▶ [WRITTEN EXERCISE]:
Convert the entries below into a JSON list of strings, with one string for each line and no blank lines. Leave the pictures out of the output.

--- GIVEN RECORDS ---

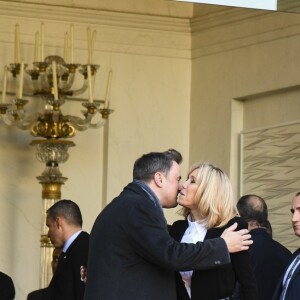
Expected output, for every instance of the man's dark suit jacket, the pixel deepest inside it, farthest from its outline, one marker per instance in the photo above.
(66, 283)
(217, 283)
(133, 257)
(293, 290)
(7, 288)
(268, 260)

---

▶ [ANSWER TO THE TASK]:
[
  "Expected output, for every instance of the man's dark suit jacket, the pixel deepest inside it, farthest from its outline, one marker per instance in the photo above.",
  "(66, 283)",
  "(217, 283)",
  "(133, 257)",
  "(293, 290)",
  "(7, 288)",
  "(268, 260)"
]